* [Work required] Reproduce everything from the line containing "Where can you spot the wooden kitchen" down to the end of the records, swapping "digital camera" for "compact camera" and leaving all else unchanged.

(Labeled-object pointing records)
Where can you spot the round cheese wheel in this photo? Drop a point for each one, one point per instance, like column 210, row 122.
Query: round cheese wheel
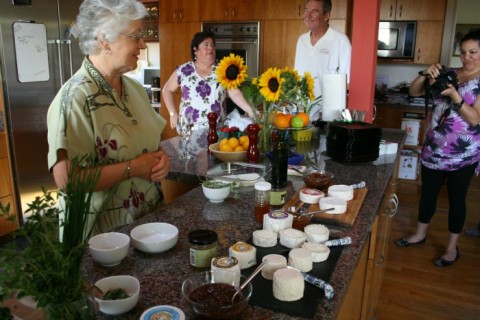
column 277, row 220
column 301, row 259
column 339, row 205
column 275, row 262
column 288, row 285
column 311, row 196
column 316, row 233
column 341, row 191
column 245, row 254
column 264, row 238
column 320, row 252
column 292, row 238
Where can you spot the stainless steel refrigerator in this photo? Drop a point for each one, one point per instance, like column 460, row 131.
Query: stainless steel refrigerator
column 27, row 98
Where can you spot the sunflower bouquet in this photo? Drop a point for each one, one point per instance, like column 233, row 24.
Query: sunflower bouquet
column 269, row 92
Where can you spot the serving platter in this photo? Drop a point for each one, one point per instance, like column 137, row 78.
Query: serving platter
column 262, row 294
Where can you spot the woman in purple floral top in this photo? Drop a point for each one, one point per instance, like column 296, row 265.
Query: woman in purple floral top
column 451, row 149
column 201, row 93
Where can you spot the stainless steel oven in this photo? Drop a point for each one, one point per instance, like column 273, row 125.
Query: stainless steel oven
column 240, row 38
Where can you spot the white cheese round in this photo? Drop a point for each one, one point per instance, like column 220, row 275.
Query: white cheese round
column 320, row 252
column 288, row 285
column 301, row 259
column 264, row 238
column 316, row 233
column 275, row 262
column 292, row 238
column 341, row 191
column 277, row 220
column 245, row 254
column 311, row 196
column 339, row 205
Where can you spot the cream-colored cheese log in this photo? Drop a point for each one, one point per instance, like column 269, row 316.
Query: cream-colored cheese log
column 264, row 238
column 288, row 285
column 277, row 220
column 316, row 233
column 311, row 196
column 292, row 238
column 301, row 259
column 275, row 262
column 341, row 191
column 339, row 205
column 245, row 254
column 320, row 252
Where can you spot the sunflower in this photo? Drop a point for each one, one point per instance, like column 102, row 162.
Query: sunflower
column 270, row 83
column 231, row 71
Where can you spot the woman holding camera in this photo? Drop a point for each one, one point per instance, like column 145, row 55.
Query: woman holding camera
column 451, row 151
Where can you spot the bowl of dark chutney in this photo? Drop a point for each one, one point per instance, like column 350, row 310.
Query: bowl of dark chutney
column 210, row 296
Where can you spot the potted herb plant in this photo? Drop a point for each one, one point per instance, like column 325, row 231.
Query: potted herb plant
column 48, row 269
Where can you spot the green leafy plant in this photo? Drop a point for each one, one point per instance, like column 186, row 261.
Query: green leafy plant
column 57, row 234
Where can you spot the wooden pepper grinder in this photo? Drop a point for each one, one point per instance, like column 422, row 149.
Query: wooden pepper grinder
column 253, row 154
column 212, row 132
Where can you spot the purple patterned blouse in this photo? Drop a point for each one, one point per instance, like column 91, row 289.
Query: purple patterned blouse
column 454, row 144
column 200, row 95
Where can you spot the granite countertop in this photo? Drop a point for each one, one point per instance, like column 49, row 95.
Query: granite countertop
column 161, row 275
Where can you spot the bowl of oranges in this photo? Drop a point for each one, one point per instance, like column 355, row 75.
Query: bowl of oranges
column 231, row 149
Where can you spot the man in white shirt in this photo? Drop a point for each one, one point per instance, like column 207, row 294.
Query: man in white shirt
column 322, row 50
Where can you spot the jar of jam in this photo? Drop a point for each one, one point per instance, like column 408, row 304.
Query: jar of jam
column 203, row 247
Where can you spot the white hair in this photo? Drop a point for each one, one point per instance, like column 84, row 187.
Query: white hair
column 107, row 19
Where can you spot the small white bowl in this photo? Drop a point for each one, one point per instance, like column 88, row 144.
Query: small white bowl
column 109, row 248
column 216, row 194
column 154, row 237
column 114, row 307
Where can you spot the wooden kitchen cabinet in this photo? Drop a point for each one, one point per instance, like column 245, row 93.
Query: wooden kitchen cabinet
column 7, row 190
column 175, row 39
column 361, row 299
column 179, row 11
column 220, row 10
column 412, row 10
column 428, row 45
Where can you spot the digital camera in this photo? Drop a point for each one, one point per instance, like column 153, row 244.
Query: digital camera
column 445, row 78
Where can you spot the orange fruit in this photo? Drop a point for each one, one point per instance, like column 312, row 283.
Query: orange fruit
column 226, row 147
column 282, row 121
column 305, row 118
column 233, row 142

* [Final result]
Where can you spot the wooden kitchen cabinet in this photo? Drop a point for each one, one point per instance, like column 245, row 93.
Query: wooden kitchen cabinet
column 7, row 190
column 175, row 39
column 361, row 299
column 179, row 11
column 220, row 10
column 412, row 10
column 428, row 45
Where can you spot the compact camera in this photo? Drop a point for each one, one point per instance, like column 153, row 244.
Query: compact camera
column 445, row 78
Where can you spot the orange fruit in this photo? Drop a point for each one, one point per instance, like column 312, row 283.
Query: orange fruit
column 226, row 147
column 282, row 121
column 305, row 118
column 233, row 142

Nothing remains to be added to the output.